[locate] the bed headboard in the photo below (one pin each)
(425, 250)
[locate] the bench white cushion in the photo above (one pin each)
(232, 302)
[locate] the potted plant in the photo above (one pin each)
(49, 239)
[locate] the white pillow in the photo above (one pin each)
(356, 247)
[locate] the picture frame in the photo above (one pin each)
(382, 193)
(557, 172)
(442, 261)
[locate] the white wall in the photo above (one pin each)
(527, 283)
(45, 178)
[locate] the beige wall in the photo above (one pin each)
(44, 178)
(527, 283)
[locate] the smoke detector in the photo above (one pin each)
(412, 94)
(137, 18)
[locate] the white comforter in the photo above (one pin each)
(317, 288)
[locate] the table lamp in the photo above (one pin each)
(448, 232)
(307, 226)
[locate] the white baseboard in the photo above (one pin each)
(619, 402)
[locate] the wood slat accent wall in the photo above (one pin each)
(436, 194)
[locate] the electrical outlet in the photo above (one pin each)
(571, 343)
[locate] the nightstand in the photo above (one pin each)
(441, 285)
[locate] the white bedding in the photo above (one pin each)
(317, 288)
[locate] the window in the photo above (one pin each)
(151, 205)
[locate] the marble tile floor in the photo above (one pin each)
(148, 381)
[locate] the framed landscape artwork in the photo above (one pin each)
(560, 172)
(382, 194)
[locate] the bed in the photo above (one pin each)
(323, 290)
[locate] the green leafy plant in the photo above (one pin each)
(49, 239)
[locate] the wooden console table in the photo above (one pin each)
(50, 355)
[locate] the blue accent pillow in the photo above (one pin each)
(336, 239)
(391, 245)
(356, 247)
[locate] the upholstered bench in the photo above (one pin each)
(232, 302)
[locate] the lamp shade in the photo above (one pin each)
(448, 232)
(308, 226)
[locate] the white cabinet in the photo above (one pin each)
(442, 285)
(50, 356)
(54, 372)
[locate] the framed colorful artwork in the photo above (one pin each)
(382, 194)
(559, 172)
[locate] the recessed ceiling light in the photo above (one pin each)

━━━━━━━━━━━━━━━━━━━━━━━━━━━━━━

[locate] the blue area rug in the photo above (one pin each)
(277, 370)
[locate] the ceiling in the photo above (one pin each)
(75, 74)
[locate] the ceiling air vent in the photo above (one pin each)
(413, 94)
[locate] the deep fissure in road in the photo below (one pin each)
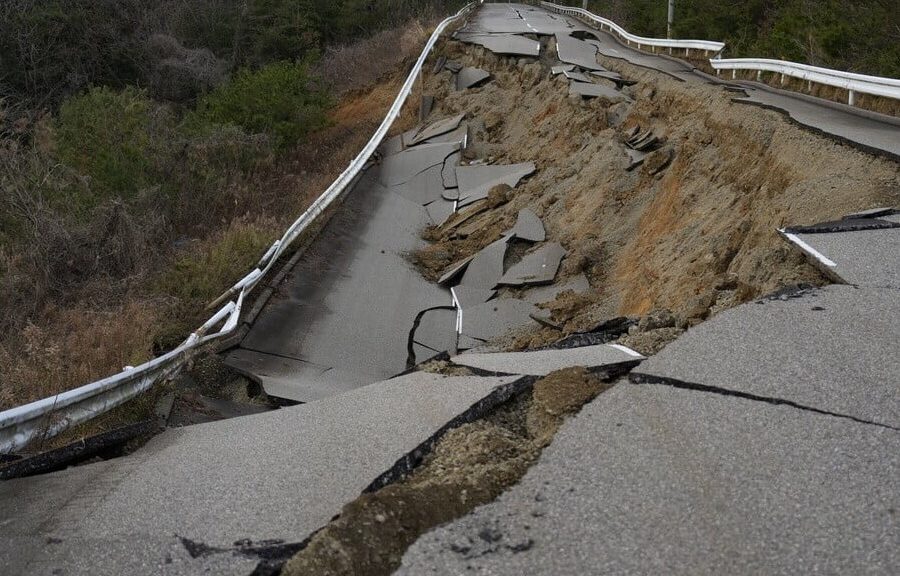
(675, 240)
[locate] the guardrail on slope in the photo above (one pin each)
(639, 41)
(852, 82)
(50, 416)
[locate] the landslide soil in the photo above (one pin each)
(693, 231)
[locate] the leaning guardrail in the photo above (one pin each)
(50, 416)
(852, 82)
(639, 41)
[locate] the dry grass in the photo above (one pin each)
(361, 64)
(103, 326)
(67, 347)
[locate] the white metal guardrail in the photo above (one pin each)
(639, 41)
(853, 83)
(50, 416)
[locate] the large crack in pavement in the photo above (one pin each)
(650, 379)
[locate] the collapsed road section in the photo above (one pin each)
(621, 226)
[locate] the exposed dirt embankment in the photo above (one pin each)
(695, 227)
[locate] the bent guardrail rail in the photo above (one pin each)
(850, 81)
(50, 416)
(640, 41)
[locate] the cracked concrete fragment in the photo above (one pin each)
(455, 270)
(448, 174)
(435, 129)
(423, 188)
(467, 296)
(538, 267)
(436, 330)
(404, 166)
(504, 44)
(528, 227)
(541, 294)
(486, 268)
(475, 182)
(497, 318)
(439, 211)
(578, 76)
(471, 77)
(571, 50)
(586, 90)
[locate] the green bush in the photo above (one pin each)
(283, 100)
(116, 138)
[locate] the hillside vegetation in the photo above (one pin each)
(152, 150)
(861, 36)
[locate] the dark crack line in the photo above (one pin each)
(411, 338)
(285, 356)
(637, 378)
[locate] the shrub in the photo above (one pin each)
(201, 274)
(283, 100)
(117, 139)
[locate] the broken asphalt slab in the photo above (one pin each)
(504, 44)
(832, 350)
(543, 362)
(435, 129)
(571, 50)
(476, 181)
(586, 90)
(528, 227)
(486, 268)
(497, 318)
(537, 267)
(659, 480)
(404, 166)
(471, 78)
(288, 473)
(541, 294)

━━━━━━━━━━━━━━━━━━━━━━━━━━━━━━

* **Task prompt**: Could you list everything above, from the line containing "[locate] the white bedding" down to the line containing "[locate] the recessed", as a numbered list that includes both of those lines and skips blank lines?

* **Answer in full**:
1. [locate] the white bedding in the photo above (one pin each)
2. (317, 288)
3. [locate] the window in the photo above (one pin each)
4. (151, 205)
5. [locate] the marble tile floor in the photo above (one pin each)
6. (148, 381)
7. [locate] the framed landscape artwork in the photo above (one pin each)
8. (560, 172)
9. (382, 194)
10. [locate] the bed in the photo above (one pin each)
11. (323, 290)
12. [locate] the green leafy plant in the photo above (one pin each)
13. (49, 239)
14. [locate] the wooden console table in the photo above (one pin each)
15. (50, 355)
16. [locate] the blue accent pillow in the photo above (one pin each)
17. (336, 239)
18. (391, 245)
19. (356, 247)
20. [locate] the upholstered bench in the photo above (one pin each)
21. (232, 302)
22. [locate] the lamp shade in the photo above (one pin each)
23. (448, 232)
24. (308, 226)
25. [locate] the white cabinet in the photo above (one pin each)
26. (442, 285)
27. (50, 356)
28. (54, 372)
29. [locate] the framed colorful artwork in the photo above (one pin each)
30. (382, 194)
31. (559, 172)
32. [locate] the recessed ceiling light in the photo above (one pin each)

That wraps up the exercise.